### Text segment ###

43. As stated above in my judgment, the first defendant has been arraigned and has entered a plea of “not guilty”. His main defence is that he was not served with or was aware of the Court Order of 2 April. In any event, he submits that his action did not breach the Court Order of 2 April. He submits that the Circular Instruction, which he had issued, was only a temporary instruction. He also submits that his instruction had only covered (or had been in relation to) those fresh loan applications that had not yet been approved by the plaintiff.


ELEMENTS


44. The contempt charge relates to alleged disobedience of a court order, in this case, the Court Order of 2 April. Justice Cannings, in Ian Augerea v. Todagia Kelola (2014) N5582, summarized the elements of this type of contempt (i.e., for disobeying a court order). They are, and I quote:


1 the order was clear and unambiguous;

2 the order was properly served on the defendants; and

3 the defendants deliberately failed to comply with it.


45. The Supreme Court approved these 3 elements in Solomon Tato v. Samson Akuani (2016) SC1511. In regard to the second element, the Supreme Court added and I quote, the order was properly served or the contemnor was aware of the order. The additional inclusion means that if the alleged contemnor was not served but was aware of the Court Order then that should be sufficient to establish the second element of the contempt charge. So at paragraph 52, the Supreme Court sets the elements of contempt of court for disobeying a court order as follows:


· the order was clear;

· the order was properly served or the contemnor was aware of the order; and

· there was a deliberate failure to comply with the court order


46. Going back, Justice Cannings also addressed the nature of a contempt of court charge and the required burden of proof. At paragraph 7 of His Honour’s judgment, he said and I quote:


7. Contempt of court is a criminal matter and the plaintiff must prove the existence of the three elements beyond reasonable doubt. If all elements are proven against either defendant, that defendant will be guilty and I will hear the parties on the question of punishment (Ross Bishop and Others v Bishop Bros Engineering Pty Ltd and Others [1988-89] PNGLR 533; The State v Foxy Kia Tala, Re Detective Constable Corney Winjan [1995] PNGLR 303; Peter Luga v Richard Sikani and The State (2002) N2286; Ome Ome Forests Ltd v Ray Cheong (2002) N2289; Richard Sikani v The State and Peter Luga (2003) SC807; Newsat Ltd v Telikom PNG Ltd, ICCC and The State (2007) N3447, Martin Kenehe v Michael Pearson (2009) N3763).

### Dataset excerpt ###

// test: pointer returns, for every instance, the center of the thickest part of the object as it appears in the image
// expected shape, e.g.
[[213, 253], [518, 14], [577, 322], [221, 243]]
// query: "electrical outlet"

###

**To do**
A: Reproduce the passage of the contempt judgment from "46. Going back, Justice" to "Pearson (2009) N3763).".
B: Answer these questions from the contempt judgment, one a line:
(i) What plea has the first defendant entered?
(ii) In which case did the Supreme Court approve the three elements of contempt?
(iii) To what standard must the plaintiff prove the elements of contempt?

**Solved problems**
A:
46. Going back, Justice Cannings also addressed the nature of a contempt of court charge and the required burden of proof. At paragraph 7 of His Honour’s judgment, he said and I quote:


7. Contempt of court is a criminal matter and the plaintiff must prove the existence of the three elements beyond reasonable doubt. If all elements are proven against either defendant, that defendant will be guilty and I will hear the parties on the question of punishment (Ross Bishop and Others v Bishop Bros Engineering Pty Ltd and Others [1988-89] PNGLR 533; The State v Foxy Kia Tala, Re Detective Constable Corney Winjan [1995] PNGLR 303; Peter Luga v Richard Sikani and The State (2002) N2286; Ome Ome Forests Ltd v Ray Cheong (2002) N2289; Richard Sikani v The State and Peter Luga (2003) SC807; Newsat Ltd v Telikom PNG Ltd, ICCC and The State (2007) N3447, Martin Kenehe v Michael Pearson (2009) N3763).

B:
(i) Not guilty
(ii) Solomon Tato v. Samson Akuani (2016) SC1511
(iii) Beyond reasonable doubt